* Written request
From the records below, keep only the lines containing the string "snow" and reproduce each one unchanged.

* Records for the task
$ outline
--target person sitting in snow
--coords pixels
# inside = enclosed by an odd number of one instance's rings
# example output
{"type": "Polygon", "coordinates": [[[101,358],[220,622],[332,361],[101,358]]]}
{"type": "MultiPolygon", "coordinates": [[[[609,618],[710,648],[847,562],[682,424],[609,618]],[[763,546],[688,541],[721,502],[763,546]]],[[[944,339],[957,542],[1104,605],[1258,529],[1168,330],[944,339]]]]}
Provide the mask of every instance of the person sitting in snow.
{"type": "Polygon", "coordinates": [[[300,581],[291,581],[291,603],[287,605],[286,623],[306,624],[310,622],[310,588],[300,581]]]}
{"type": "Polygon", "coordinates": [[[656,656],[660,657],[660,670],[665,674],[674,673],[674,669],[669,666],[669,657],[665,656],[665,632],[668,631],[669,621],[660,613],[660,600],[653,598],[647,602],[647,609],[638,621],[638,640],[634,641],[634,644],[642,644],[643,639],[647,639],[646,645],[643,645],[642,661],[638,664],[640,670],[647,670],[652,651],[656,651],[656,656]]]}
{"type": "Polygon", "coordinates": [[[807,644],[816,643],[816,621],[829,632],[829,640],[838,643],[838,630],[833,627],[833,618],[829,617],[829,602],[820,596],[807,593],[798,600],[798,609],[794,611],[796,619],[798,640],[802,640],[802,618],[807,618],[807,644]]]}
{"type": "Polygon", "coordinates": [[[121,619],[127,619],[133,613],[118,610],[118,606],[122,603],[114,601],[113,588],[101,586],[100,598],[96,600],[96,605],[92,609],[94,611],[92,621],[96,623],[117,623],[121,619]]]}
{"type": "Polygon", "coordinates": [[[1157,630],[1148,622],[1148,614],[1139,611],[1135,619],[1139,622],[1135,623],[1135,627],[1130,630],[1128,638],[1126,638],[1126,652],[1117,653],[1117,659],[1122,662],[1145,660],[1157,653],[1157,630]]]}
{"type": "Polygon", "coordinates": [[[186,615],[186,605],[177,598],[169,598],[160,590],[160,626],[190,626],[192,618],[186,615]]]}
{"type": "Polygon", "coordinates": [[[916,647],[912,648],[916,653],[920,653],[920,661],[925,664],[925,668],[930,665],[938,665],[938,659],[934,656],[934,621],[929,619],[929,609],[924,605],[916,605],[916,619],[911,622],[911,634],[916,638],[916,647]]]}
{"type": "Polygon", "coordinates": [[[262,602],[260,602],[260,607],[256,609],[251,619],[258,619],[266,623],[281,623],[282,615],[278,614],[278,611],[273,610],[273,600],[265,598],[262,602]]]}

* Worked solution
--target person sitting in snow
Provide the mask of every instance of the person sitting in snow.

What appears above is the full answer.